Document excerpt below:
Calibration analysis and clinical use

For better clinical application and visualization, we developed a nomogram based on the output of the combined model. This nomogram incorporated the four CT features and the RadScore, offering a more intuitive tool for VPI prediction (Fig. 6). The calibration curves of the combined model showed good accordance between the predictions and actual observed values (Fig. 6). We evaluated the clinical utility of the three models using DCA (Fig. S1). Both the radiomics and combined models provided greater net benefit than the CT-feature model.

Fig. 6 — A Nomogram of the combined model for predicting VPI (relationship to the pleura: 1–5 = Types I–V; Density: 1 = pGGO, 2 = mGGO, 3 = solid; Spiculation: 0 = no, 1 = yes). B–D Calibration curves for the combined model in the training, validation, and testing sets. VPI, visceral pleural invasion

Discussion

In this study, we developed a contrast-enhanced CT-based radiomics model that demonstrated strong performance in predicting VPI in early-stage NSCLC. This model notably outperformed the CT-feature model, which relied on CT morphological features. Additionally, the combined model showed a marginally higher AUC than the radiomics model. This suggested that radiomics features may have already captured most of the discriminatory information provided by traditional CT features. Many traditional CT descriptors, such as margin, and lobulation, may be reflected in the high-dimensional radiomic texture and shape features. Therefore, the incremental contribution of adding CT features was limited. The radiomics model provides a reliable predictive method for early-stage NSCLC patients when making preoperative decisions.
End of Document excerpt.
Directions for this task
Update the stretch from "Calibration analysis and" through "the CT-feature model." in the calibration analysis text, with "scoring chart" in place of "nomogram".
Data section below:
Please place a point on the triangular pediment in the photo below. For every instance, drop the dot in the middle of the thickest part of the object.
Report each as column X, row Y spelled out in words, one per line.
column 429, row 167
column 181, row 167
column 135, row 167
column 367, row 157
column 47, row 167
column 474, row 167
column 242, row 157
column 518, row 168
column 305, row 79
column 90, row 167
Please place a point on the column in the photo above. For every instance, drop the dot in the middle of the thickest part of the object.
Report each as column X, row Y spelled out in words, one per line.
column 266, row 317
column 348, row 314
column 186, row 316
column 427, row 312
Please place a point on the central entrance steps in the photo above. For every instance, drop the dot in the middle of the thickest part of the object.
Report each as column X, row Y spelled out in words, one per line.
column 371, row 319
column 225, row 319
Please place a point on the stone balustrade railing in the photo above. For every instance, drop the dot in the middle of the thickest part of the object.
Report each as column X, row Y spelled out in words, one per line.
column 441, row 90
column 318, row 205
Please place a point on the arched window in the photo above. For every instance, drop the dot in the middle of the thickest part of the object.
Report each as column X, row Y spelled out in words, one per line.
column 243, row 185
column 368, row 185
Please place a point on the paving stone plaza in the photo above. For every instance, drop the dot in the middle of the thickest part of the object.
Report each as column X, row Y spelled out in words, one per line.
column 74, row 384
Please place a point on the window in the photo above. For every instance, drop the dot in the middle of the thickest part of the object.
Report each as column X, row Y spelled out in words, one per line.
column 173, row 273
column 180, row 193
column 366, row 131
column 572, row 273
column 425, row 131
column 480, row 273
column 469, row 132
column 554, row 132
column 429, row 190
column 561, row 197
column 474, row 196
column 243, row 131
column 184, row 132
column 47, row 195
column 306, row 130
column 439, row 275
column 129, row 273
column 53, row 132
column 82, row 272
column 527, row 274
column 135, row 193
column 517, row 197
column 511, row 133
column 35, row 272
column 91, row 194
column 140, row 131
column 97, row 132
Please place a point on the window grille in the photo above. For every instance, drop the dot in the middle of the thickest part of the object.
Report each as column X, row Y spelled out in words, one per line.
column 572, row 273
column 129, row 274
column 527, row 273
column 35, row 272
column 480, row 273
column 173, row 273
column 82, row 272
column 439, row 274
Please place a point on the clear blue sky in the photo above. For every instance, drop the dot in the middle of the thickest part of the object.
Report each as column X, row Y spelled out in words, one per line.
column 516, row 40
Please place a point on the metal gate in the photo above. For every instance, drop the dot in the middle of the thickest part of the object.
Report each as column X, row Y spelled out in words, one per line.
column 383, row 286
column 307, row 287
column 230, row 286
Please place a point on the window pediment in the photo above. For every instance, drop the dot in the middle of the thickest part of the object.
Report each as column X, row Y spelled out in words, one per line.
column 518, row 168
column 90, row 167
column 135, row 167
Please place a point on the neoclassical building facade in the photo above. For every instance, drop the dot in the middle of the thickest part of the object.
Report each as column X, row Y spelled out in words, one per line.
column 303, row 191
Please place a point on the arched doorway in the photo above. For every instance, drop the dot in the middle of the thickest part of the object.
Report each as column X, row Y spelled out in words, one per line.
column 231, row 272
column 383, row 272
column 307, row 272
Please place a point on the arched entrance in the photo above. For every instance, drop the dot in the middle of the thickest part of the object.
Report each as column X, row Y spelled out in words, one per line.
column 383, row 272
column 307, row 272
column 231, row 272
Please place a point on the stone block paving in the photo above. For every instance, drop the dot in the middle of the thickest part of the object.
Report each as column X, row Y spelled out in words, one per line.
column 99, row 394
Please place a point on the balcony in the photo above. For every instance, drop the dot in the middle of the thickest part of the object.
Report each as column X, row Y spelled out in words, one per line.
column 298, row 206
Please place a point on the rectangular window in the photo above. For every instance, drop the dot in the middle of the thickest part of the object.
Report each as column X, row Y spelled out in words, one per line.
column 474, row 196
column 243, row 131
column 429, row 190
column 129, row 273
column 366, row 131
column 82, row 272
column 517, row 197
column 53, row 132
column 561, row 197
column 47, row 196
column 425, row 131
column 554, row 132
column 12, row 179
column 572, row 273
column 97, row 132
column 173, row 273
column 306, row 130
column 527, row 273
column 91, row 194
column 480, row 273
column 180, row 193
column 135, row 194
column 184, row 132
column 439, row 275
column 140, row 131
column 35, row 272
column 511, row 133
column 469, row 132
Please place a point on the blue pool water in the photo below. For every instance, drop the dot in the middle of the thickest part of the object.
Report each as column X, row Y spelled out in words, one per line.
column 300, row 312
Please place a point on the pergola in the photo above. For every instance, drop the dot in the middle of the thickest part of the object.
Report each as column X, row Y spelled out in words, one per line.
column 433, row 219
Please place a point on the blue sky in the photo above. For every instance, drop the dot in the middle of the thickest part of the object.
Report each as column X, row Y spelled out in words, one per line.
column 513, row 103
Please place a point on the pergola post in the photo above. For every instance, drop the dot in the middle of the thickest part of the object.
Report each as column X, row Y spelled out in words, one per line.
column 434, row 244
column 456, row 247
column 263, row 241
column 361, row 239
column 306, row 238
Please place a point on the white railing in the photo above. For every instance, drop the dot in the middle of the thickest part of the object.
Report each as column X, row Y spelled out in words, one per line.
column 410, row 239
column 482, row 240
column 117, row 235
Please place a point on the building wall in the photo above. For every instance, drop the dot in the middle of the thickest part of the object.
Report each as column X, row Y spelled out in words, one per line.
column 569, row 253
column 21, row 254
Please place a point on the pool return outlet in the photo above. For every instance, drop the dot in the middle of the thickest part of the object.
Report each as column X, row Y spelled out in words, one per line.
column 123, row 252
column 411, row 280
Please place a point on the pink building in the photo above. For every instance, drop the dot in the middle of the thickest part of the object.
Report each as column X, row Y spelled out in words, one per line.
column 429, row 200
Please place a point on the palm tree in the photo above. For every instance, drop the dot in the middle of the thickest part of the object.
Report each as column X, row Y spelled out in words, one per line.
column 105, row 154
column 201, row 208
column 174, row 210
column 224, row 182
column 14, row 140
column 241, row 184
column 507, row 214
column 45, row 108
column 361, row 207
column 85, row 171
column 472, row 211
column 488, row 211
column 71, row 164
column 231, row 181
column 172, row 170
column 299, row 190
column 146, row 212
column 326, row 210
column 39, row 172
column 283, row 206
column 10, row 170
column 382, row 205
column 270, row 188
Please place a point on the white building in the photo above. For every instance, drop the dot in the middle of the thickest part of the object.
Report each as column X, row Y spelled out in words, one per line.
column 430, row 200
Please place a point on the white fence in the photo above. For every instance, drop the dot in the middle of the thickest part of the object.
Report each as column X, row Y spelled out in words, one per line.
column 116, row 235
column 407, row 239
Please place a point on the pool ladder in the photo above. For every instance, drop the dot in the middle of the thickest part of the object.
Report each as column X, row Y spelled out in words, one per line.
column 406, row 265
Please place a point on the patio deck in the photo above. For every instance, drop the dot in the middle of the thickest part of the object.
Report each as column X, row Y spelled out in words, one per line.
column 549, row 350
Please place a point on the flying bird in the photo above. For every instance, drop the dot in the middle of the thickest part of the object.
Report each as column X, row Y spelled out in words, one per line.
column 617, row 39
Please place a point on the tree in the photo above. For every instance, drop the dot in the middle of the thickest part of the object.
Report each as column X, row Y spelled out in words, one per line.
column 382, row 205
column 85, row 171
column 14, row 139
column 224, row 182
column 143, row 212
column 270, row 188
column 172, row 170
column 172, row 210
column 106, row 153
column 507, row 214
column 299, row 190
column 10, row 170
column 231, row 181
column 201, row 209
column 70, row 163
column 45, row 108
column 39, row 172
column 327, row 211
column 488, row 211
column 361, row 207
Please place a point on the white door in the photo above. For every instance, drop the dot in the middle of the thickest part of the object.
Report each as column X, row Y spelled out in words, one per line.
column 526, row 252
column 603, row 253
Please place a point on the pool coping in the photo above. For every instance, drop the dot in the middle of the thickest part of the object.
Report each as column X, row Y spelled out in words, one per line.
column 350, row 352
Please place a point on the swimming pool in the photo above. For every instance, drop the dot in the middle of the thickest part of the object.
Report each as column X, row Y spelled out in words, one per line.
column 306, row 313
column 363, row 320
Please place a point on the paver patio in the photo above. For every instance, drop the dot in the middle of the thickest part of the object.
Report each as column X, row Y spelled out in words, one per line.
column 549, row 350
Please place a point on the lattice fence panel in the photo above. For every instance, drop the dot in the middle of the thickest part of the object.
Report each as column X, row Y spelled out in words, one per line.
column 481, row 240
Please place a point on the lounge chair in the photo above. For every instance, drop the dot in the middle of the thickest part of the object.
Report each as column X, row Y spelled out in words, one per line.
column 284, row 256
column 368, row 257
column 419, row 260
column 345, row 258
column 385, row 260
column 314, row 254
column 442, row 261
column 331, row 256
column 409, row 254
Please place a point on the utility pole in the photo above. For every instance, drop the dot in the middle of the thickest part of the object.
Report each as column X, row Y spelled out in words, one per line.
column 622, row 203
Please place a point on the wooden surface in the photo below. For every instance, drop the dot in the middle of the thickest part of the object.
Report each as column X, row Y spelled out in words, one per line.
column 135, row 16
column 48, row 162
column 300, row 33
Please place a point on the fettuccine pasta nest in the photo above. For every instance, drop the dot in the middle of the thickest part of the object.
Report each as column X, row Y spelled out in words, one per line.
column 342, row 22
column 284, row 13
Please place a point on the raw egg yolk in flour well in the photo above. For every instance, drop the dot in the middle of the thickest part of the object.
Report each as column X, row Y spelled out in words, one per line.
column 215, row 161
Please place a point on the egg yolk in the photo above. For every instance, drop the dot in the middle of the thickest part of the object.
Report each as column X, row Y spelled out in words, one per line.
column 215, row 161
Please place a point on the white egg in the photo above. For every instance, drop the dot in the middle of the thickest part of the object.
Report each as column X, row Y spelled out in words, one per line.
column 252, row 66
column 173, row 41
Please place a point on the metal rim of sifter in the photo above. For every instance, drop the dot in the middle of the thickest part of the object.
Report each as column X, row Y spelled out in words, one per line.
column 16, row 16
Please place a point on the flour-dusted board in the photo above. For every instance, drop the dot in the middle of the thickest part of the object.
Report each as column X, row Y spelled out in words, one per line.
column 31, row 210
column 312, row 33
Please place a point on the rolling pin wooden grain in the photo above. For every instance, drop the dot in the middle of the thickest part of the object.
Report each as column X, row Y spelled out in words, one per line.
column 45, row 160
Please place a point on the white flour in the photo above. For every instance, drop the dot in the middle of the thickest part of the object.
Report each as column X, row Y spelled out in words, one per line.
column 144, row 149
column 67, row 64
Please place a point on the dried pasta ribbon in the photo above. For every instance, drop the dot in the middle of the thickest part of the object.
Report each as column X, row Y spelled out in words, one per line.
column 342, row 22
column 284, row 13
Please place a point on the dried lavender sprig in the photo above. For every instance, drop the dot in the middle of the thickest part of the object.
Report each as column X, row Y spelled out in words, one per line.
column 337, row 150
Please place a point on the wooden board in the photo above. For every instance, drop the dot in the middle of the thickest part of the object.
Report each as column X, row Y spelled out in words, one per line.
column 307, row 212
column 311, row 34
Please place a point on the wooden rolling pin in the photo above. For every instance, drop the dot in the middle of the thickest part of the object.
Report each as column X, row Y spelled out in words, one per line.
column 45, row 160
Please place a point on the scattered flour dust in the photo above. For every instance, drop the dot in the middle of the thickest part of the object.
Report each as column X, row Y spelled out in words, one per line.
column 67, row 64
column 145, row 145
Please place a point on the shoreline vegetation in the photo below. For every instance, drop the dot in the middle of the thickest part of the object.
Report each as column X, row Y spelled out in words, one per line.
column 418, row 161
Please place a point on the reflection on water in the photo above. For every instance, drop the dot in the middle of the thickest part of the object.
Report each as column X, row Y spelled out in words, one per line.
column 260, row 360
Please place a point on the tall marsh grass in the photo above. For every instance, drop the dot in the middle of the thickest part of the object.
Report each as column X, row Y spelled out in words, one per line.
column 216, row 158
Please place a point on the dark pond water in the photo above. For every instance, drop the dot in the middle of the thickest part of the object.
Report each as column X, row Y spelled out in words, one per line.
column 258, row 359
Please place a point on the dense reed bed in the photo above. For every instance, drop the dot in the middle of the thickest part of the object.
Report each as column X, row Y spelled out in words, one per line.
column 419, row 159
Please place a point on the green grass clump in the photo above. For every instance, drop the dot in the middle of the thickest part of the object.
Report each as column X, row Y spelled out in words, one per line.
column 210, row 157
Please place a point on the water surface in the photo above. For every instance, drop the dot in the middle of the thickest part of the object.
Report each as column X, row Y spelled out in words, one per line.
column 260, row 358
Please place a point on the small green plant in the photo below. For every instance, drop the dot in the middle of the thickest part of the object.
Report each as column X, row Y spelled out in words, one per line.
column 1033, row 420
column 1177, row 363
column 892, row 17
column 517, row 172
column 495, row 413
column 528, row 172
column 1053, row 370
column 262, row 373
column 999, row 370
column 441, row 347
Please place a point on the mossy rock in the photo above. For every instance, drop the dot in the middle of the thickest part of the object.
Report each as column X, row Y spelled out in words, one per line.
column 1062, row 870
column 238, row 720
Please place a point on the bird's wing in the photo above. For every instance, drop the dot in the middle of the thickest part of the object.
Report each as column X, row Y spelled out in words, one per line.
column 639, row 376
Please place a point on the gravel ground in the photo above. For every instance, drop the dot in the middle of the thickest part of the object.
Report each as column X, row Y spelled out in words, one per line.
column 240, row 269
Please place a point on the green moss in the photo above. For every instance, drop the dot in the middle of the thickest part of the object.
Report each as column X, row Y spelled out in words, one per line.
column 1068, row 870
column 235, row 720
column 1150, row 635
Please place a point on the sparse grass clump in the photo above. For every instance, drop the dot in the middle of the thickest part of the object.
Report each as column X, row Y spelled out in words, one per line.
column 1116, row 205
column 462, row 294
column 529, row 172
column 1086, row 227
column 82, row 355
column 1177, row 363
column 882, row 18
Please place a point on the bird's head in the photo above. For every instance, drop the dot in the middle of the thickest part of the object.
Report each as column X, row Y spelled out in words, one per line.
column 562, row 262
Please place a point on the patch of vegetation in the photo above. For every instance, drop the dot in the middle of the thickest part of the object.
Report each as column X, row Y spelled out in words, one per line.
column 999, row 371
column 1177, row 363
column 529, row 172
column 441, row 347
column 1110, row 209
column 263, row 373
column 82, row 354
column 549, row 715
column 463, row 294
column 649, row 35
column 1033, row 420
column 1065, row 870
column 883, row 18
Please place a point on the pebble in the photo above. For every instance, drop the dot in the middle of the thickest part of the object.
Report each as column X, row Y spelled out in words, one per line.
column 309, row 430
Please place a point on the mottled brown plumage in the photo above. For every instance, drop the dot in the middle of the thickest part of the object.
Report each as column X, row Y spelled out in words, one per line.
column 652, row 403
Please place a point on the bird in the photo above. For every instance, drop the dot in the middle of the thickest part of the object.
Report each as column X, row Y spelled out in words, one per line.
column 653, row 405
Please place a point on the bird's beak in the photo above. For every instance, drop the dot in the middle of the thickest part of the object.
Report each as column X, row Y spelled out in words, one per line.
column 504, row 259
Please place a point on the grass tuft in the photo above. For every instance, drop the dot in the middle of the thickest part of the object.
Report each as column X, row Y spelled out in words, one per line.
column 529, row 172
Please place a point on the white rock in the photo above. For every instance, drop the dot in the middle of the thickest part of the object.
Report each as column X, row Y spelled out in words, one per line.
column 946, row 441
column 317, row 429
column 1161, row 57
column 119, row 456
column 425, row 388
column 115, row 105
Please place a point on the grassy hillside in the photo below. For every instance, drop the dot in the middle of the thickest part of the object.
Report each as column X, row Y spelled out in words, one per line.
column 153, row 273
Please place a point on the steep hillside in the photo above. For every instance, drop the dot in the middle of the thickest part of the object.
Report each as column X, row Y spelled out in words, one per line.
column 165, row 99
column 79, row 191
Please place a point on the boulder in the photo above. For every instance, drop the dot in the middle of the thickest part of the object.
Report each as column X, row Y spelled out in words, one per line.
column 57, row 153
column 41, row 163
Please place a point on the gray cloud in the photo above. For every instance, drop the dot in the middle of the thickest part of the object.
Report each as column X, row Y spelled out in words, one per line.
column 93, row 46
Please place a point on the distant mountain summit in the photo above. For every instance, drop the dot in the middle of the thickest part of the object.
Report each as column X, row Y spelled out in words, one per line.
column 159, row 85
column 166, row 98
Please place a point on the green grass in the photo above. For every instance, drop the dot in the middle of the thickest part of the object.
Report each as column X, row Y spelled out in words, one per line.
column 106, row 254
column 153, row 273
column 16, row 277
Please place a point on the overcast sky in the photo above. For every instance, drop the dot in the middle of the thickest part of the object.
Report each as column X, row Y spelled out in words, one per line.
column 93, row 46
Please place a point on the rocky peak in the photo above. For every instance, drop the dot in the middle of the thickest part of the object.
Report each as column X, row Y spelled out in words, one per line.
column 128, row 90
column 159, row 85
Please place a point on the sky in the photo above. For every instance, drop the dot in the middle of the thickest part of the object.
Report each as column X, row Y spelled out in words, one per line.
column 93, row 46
End of Data section.
Exercise output
Calibration analysis and clinical use

For better clinical application and visualization, we developed a scoring chart based on the output of the combined model. This scoring chart incorporated the four CT features and the RadScore, offering a more intuitive tool for VPI prediction (Fig. 6). The calibration curves of the combined model showed good accordance between the predictions and actual observed values (Fig. 6). We evaluated the clinical utility of the three models using DCA (Fig. S1). Both the radiomics and combined models provided greater net benefit than the CT-feature model.